▶ [What the task asks] Copy the records below, from the line with "Guideline: for every instance of the dog's eye, the" up to and including the line with "Target: dog's black nose", swapping "keypoint" for "marker" and leaving everything else as it is.

▶ [Source data]

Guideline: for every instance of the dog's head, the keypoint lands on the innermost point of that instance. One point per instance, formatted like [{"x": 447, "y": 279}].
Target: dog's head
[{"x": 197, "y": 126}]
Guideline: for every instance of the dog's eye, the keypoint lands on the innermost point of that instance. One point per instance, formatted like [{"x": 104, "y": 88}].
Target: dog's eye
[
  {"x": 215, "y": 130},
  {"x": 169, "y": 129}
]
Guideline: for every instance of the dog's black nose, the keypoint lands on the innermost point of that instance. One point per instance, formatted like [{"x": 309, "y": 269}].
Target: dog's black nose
---
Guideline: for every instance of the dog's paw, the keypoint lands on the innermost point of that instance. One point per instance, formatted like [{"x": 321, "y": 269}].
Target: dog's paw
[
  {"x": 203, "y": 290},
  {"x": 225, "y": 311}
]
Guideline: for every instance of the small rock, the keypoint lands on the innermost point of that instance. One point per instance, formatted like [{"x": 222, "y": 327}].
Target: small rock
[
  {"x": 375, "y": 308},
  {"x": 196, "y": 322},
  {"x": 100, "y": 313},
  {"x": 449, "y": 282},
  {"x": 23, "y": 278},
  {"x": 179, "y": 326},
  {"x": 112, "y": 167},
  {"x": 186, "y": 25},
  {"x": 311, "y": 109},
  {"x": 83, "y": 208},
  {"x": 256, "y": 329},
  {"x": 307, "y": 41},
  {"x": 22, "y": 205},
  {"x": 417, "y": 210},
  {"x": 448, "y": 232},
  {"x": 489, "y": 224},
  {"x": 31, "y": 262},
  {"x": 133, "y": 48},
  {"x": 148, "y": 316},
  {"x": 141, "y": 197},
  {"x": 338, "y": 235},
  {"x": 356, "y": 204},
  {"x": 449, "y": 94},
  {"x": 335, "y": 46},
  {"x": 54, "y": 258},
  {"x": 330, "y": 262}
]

▶ [Written solution]
Guideline: for every instance of the dog's eye, the marker lands on the innermost point of that instance. One point per instance, formatted like [{"x": 104, "y": 88}].
Target: dog's eye
[
  {"x": 215, "y": 130},
  {"x": 169, "y": 129}
]
Guideline: for every instance of the dog's black nose, the marker lands on the innermost point of that instance. One point per instance, formatted like [{"x": 309, "y": 269}].
Target: dog's black nose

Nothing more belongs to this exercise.